* OBJECTIVE
Convert the items into a numbered list, skipping blank lines. Start at the line containing "of the white" and end with the line containing "[[[0,34],[31,31],[25,19],[23,0],[3,1],[0,4]]]".

--- begin INPUT ---

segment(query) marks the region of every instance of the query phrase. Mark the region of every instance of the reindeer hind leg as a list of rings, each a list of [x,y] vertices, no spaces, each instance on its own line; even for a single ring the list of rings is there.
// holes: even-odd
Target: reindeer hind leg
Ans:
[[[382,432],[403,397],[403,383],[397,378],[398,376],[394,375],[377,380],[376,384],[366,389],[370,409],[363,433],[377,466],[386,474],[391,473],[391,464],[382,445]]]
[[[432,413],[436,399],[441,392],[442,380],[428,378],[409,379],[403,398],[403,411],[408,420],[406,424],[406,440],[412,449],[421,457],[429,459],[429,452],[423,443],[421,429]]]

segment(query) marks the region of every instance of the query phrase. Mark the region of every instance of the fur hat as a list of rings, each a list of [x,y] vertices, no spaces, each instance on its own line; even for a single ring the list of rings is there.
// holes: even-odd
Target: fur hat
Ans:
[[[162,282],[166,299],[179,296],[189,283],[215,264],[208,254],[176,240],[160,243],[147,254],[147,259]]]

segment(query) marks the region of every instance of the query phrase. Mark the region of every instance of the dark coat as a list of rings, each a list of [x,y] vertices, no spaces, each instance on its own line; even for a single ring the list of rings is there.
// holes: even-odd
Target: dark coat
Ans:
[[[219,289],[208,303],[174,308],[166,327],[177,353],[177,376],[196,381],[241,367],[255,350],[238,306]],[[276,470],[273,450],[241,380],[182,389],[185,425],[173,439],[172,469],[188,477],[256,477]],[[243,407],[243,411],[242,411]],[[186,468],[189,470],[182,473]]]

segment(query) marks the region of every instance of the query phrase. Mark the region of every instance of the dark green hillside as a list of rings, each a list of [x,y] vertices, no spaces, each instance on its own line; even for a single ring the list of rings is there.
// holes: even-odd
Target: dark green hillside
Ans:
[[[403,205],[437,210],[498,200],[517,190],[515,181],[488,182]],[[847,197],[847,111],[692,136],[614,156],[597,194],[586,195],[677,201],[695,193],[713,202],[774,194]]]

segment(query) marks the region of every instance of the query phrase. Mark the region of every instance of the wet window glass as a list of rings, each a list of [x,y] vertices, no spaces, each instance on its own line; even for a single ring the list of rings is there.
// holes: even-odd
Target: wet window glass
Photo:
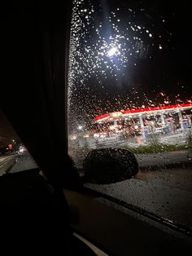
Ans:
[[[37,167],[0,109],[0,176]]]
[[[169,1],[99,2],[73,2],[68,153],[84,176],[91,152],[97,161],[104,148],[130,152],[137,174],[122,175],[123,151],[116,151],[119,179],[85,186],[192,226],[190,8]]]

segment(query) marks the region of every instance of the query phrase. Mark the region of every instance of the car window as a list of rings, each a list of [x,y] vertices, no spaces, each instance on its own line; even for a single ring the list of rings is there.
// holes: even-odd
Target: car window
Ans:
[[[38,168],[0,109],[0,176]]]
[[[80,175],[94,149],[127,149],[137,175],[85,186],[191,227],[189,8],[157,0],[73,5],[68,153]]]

--- end INPUT ---
--- begin INPUT ---

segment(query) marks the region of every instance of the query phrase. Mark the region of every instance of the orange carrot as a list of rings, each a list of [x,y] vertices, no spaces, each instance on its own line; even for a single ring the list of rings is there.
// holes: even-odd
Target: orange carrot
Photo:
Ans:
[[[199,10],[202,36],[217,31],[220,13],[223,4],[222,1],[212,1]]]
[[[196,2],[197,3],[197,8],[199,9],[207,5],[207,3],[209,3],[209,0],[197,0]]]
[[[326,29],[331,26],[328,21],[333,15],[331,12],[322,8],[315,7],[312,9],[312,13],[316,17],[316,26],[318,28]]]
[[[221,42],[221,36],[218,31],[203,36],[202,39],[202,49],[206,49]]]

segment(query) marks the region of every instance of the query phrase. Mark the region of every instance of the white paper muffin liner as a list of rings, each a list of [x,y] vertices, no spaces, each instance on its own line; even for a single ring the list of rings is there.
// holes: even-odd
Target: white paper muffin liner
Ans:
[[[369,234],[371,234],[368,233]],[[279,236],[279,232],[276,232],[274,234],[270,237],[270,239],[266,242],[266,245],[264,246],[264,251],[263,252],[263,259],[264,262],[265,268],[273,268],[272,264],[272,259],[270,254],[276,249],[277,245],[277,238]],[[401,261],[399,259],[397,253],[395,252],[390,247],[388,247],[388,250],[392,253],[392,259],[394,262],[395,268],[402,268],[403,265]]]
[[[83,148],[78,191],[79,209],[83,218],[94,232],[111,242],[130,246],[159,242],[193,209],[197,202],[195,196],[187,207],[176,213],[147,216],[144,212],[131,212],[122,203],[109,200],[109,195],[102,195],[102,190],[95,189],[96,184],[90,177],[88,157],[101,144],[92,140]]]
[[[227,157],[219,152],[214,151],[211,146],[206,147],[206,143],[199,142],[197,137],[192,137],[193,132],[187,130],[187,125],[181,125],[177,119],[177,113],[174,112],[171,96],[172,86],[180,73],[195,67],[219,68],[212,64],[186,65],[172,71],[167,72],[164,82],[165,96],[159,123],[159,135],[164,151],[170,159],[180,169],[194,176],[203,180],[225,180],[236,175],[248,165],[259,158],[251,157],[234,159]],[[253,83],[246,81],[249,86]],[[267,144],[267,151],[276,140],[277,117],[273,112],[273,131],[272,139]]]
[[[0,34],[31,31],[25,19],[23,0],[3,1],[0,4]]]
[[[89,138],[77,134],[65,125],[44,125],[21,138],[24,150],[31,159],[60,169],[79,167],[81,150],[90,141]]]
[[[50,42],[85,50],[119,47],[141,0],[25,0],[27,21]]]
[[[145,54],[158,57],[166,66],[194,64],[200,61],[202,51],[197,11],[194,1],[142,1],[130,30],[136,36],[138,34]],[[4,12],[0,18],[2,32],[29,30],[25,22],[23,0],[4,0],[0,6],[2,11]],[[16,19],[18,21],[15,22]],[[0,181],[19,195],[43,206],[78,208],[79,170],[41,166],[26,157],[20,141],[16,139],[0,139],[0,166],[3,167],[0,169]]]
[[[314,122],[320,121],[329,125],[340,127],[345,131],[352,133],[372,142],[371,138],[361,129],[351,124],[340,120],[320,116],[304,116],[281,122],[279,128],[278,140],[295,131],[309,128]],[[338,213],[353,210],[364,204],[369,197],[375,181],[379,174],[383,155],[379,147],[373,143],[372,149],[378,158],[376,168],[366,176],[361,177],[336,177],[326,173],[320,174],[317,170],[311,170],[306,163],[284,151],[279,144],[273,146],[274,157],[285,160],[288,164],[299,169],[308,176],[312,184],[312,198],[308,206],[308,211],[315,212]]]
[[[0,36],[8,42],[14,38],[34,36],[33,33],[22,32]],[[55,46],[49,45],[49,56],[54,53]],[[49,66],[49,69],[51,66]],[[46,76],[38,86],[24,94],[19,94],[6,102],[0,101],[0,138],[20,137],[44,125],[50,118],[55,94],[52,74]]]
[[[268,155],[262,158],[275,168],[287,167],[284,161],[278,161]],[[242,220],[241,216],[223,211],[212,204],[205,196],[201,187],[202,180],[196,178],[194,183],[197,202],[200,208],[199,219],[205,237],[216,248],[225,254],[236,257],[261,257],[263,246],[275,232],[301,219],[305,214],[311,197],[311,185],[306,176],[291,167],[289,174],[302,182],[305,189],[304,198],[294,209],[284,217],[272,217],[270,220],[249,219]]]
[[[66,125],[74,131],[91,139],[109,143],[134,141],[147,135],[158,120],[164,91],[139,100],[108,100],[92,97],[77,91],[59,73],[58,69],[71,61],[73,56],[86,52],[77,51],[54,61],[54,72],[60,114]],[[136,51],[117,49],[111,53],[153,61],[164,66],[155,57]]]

--- end INPUT ---

* EXPECTED OUTPUT
1. segment(query) marks the region of every instance of the query phrase. Mark the region of every instance of the white paper muffin liner as a list of rings, each a list of [x,y] vertices, no spaces, each instance on its own line; even for a single ring the list of rings is there.
2. // holes: even-odd
3. Target: white paper muffin liner
4. Ans:
5. [[[369,234],[371,234],[368,233]],[[279,236],[279,232],[276,232],[274,234],[270,237],[270,239],[266,242],[266,245],[264,246],[264,251],[263,252],[263,259],[264,262],[265,268],[273,268],[272,264],[272,259],[270,254],[276,249],[277,245],[277,238]],[[401,261],[399,259],[397,253],[395,252],[390,247],[388,247],[388,250],[392,253],[392,259],[394,262],[395,268],[402,268],[403,265]]]
6. [[[83,148],[78,191],[79,209],[83,218],[94,232],[111,242],[130,246],[159,242],[193,209],[197,202],[195,196],[187,207],[176,213],[147,216],[144,212],[131,212],[122,203],[109,200],[109,195],[102,195],[102,190],[95,189],[96,184],[90,177],[88,157],[101,144],[92,140]]]
7. [[[227,157],[219,152],[214,151],[211,146],[206,147],[206,143],[199,142],[197,137],[192,137],[193,132],[187,130],[187,125],[181,125],[177,119],[177,113],[174,112],[171,96],[172,86],[180,73],[195,67],[219,68],[212,64],[186,65],[172,71],[167,72],[164,82],[165,96],[159,123],[159,135],[164,151],[170,159],[180,169],[194,176],[203,180],[225,180],[236,175],[248,165],[259,158],[251,157],[234,159]],[[253,83],[246,81],[249,86]],[[267,144],[267,151],[276,140],[277,117],[273,112],[273,131],[272,139]]]
8. [[[0,34],[31,31],[25,19],[23,0],[3,1],[0,4]]]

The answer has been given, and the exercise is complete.